> [WHAT TO PRODUCE]:
Lines from the line with "target: **rosewood chiffonier**" to the line with "target: **drain cover**" in the entries below, and only those, must be output exactly, with both ends included.

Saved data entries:
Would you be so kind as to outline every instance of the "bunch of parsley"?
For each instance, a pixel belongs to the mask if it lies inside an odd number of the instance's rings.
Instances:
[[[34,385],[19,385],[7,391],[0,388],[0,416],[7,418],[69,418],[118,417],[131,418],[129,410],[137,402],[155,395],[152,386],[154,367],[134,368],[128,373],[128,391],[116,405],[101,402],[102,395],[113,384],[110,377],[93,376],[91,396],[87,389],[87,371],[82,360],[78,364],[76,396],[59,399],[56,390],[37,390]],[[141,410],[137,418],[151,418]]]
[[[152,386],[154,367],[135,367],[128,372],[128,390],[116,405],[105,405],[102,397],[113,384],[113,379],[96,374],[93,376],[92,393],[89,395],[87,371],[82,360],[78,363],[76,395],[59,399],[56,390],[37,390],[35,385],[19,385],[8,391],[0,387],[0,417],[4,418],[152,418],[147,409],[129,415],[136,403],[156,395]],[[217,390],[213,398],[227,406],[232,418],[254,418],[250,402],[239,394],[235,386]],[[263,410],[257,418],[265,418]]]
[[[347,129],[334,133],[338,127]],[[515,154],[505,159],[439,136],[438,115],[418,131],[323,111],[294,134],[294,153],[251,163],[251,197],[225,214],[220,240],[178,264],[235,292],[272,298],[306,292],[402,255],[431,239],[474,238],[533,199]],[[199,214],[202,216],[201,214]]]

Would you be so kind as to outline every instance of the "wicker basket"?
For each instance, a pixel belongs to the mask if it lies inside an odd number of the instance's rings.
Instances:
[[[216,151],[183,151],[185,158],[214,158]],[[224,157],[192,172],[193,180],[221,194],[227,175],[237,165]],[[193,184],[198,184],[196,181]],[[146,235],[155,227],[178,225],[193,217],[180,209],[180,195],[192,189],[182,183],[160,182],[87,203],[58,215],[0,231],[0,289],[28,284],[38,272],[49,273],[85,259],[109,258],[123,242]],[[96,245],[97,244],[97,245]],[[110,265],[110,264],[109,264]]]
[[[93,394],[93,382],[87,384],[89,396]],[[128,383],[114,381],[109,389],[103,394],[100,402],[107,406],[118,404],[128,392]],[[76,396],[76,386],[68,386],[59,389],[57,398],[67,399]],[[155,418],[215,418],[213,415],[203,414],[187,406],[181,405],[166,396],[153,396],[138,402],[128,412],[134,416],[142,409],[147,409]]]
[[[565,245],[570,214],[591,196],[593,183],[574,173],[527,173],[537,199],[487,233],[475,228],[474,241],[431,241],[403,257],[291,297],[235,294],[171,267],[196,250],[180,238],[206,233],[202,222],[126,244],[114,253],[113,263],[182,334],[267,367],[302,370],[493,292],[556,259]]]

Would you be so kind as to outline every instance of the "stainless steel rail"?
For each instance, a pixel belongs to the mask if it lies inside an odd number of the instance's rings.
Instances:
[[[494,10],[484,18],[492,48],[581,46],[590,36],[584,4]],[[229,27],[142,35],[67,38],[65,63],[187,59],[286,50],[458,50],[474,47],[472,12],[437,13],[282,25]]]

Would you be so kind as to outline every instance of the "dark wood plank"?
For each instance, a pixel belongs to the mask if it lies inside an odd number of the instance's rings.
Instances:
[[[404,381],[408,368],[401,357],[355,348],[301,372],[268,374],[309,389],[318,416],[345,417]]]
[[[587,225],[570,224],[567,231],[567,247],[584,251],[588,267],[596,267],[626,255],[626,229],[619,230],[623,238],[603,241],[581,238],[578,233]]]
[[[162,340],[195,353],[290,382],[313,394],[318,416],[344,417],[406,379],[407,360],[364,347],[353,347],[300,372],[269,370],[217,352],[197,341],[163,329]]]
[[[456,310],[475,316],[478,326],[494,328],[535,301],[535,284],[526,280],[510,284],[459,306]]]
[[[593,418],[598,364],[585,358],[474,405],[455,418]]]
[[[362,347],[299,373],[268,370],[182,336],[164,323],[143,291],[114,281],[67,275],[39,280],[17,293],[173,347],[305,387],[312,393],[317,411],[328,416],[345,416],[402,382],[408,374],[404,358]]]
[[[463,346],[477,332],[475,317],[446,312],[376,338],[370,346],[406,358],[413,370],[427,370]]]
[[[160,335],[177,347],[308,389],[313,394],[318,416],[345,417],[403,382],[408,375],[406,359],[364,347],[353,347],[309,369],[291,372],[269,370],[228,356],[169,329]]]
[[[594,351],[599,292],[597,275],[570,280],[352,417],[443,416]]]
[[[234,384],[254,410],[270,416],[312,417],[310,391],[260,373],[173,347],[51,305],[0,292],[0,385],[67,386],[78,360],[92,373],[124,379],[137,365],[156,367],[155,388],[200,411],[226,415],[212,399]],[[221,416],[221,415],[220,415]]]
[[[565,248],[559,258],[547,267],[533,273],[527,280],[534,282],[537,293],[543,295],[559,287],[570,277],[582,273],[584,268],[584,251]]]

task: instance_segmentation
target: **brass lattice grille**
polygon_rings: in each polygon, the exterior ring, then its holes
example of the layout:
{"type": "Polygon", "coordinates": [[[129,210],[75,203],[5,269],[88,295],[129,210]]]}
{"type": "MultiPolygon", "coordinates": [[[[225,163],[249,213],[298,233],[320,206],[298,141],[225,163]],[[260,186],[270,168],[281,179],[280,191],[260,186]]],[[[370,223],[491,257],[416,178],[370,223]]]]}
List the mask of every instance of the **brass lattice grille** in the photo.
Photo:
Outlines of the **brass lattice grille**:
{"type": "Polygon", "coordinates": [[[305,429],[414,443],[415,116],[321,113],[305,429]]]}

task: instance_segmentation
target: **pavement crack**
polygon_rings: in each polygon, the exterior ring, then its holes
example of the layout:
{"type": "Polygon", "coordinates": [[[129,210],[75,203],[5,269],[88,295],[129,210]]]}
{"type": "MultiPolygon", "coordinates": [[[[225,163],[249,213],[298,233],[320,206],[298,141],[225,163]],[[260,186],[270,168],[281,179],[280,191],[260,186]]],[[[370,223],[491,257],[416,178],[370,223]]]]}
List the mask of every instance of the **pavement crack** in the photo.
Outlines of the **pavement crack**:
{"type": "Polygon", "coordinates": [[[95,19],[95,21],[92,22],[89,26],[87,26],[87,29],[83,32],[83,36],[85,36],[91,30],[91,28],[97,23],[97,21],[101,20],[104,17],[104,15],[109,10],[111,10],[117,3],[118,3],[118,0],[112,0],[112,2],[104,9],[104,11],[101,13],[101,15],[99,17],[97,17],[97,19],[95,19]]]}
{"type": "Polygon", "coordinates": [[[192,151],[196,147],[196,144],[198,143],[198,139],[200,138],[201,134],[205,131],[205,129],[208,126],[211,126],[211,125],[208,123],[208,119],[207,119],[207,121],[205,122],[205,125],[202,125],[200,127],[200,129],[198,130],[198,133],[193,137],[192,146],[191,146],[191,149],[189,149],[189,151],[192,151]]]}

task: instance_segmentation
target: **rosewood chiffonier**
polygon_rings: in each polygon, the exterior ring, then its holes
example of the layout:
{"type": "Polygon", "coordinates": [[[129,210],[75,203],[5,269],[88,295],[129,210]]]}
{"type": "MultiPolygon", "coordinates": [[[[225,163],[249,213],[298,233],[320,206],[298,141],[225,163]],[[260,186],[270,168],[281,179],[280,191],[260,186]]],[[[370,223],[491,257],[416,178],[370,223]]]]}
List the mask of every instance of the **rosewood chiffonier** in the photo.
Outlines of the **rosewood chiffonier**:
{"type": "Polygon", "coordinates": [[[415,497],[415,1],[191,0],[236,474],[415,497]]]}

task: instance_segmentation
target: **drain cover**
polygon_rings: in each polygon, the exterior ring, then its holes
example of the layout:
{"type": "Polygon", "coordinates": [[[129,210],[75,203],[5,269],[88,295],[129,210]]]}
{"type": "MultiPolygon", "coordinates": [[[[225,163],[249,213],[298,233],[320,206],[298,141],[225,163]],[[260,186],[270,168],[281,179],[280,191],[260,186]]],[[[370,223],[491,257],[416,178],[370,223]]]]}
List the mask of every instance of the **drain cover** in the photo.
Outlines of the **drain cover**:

> [ANSWER TO THE PROBLEM]:
target: **rosewood chiffonier**
polygon_rings: in each polygon, the exterior ring, then its holes
example of the layout:
{"type": "Polygon", "coordinates": [[[129,210],[75,203],[5,269],[88,295],[129,210]]]}
{"type": "MultiPolygon", "coordinates": [[[[225,163],[249,213],[298,233],[320,206],[298,141],[225,163]],[[260,186],[270,168],[281,179],[280,191],[260,186]]],[[[370,223],[491,257],[416,178],[370,223]]]]}
List the mask of every instance of the **rosewood chiffonier** in the photo.
Outlines of the **rosewood chiffonier**:
{"type": "Polygon", "coordinates": [[[415,497],[415,1],[191,0],[236,474],[415,497]]]}

task: instance_segmentation
target: **drain cover**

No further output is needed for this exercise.